Collected data entries
————

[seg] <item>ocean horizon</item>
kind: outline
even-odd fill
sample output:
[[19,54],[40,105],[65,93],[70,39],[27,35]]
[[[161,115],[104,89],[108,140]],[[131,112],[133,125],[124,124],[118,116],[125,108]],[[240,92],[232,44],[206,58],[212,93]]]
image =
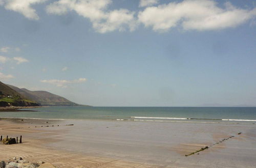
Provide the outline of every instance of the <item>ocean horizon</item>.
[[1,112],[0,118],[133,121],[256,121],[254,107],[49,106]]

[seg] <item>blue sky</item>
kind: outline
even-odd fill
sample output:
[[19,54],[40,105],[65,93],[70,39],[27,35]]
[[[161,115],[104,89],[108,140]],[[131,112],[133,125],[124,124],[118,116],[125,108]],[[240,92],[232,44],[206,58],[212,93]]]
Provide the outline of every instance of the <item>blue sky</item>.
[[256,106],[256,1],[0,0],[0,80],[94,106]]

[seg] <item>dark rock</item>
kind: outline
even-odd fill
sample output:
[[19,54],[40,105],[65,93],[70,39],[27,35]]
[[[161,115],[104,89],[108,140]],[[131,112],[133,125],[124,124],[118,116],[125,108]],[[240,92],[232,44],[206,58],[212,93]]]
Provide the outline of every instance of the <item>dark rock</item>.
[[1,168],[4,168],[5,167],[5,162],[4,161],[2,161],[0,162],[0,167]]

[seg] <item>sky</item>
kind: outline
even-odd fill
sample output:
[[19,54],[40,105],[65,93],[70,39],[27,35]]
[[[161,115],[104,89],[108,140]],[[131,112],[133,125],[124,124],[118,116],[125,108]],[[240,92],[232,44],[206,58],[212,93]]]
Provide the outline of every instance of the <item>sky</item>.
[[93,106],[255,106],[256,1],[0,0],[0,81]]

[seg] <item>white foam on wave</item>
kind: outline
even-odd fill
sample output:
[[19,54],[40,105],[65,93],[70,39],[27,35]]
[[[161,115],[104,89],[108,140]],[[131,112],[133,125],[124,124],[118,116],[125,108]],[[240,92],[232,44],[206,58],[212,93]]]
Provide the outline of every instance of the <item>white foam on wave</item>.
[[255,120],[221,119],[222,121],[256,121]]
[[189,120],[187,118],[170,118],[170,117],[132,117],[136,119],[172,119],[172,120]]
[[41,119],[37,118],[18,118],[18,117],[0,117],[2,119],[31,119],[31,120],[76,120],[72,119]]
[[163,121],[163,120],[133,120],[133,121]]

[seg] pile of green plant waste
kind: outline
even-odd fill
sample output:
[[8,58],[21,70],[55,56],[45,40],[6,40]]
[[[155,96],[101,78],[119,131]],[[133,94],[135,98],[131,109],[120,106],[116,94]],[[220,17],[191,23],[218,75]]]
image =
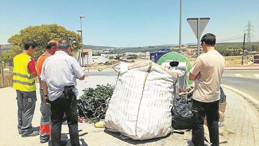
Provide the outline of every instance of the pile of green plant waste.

————

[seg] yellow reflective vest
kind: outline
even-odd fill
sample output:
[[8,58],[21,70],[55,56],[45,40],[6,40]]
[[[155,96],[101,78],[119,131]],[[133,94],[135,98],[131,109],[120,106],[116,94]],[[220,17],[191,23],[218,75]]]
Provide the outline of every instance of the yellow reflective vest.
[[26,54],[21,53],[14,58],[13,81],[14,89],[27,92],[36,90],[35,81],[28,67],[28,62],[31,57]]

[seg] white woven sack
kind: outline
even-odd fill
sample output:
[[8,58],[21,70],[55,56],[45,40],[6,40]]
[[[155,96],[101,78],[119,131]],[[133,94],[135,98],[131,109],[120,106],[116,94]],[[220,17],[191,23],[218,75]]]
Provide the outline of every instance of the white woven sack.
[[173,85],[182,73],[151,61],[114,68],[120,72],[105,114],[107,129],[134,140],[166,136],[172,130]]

————

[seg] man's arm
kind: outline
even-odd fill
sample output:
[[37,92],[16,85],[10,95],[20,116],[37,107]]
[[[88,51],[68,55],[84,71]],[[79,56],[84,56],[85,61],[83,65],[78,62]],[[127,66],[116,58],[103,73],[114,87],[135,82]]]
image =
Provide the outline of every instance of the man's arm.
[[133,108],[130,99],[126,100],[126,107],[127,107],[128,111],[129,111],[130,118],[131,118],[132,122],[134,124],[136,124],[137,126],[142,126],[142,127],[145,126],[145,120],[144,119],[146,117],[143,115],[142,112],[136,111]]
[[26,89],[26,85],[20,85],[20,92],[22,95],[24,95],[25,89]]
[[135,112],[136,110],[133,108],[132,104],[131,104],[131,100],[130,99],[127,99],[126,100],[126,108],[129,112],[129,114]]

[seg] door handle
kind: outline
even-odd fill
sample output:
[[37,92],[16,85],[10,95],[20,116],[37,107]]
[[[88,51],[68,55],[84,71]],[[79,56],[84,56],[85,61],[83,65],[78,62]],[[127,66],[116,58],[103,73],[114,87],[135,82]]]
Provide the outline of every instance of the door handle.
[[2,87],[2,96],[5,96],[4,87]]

————

What to do
Reproduce verbatim the lines running from the line containing "[seg] <item>ocean horizon</item>" through the line containing "[[1,112],[0,118],[133,121],[256,121],[254,107],[49,106]]", both included. Omit the pictures from your answer.

Solution below
[seg] <item>ocean horizon</item>
kind: outline
even-odd fill
sample output:
[[19,54],[40,105],[65,93],[70,39],[27,35]]
[[[161,115],[104,89],[108,140]],[[131,112],[133,125],[124,124],[118,116],[125,108]],[[240,92],[232,44],[206,58],[212,93]]]
image =
Provide the outline of every instance of the <item>ocean horizon</item>.
[[1,112],[0,118],[133,121],[256,121],[254,107],[49,106]]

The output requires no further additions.